▸ INSTRUCTIONS TO FOLLOW: Print the line containing "the photo below" and each line after it through the end, please, with nothing added.
--- begin INFORMATION GIVEN ---
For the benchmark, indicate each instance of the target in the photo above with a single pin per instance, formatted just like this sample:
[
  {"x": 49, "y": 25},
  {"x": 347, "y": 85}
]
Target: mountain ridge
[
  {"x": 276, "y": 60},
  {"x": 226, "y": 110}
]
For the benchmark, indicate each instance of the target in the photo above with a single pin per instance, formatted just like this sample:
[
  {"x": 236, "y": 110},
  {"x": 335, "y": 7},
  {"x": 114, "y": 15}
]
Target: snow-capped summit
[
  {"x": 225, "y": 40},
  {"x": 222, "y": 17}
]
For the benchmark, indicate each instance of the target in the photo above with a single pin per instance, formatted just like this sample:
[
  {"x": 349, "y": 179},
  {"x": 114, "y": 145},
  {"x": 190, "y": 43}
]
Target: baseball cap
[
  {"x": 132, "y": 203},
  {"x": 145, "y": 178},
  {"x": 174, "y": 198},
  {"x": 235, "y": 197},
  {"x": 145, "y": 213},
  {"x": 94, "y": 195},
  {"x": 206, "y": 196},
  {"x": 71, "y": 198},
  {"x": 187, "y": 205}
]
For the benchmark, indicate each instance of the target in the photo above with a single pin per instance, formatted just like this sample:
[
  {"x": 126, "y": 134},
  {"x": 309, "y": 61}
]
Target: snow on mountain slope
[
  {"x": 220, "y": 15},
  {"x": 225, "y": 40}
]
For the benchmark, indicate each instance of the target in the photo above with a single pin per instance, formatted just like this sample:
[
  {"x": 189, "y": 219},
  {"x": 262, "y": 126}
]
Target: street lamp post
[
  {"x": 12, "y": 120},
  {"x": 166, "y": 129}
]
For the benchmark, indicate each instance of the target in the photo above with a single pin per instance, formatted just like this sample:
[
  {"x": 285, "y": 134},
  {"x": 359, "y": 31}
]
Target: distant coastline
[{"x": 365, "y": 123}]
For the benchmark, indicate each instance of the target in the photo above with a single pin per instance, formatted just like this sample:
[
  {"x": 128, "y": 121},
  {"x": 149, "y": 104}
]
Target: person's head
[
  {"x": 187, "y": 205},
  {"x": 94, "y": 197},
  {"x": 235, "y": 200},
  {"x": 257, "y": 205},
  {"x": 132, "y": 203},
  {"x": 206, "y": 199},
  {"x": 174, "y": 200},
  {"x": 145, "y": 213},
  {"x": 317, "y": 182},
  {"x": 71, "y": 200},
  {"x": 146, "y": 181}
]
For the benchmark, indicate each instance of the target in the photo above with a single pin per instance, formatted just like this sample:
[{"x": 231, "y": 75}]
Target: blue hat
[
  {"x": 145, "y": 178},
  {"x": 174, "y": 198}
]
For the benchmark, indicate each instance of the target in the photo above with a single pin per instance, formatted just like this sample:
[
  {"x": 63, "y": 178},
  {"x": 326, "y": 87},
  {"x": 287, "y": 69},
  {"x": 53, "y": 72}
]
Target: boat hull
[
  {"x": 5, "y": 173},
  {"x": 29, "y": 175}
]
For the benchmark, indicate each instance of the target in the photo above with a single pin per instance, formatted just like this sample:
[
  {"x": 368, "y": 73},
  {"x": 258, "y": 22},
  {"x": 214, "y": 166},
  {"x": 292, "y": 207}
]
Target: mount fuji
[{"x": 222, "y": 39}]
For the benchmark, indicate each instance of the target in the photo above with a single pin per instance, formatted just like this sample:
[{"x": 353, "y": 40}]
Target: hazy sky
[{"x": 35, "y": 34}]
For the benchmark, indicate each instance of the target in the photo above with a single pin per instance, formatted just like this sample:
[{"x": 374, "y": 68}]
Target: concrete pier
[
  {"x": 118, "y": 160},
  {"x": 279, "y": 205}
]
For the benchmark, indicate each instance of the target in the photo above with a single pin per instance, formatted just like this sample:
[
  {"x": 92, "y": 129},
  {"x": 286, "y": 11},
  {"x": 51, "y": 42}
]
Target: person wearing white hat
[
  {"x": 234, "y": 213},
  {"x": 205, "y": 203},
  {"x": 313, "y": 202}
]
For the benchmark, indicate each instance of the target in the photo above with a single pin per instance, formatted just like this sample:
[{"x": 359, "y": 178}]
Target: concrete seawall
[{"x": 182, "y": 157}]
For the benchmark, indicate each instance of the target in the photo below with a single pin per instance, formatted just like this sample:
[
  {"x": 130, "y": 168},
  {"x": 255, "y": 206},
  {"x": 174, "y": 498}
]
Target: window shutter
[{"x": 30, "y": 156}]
--- end INFORMATION GIVEN ---
▸ RESULT BELOW:
For the benchmark, indicate each instance of the target in the photo below with a single pin per instance, formatted just like this sample:
[
  {"x": 130, "y": 168},
  {"x": 255, "y": 206},
  {"x": 174, "y": 498}
]
Target: window shutter
[{"x": 30, "y": 156}]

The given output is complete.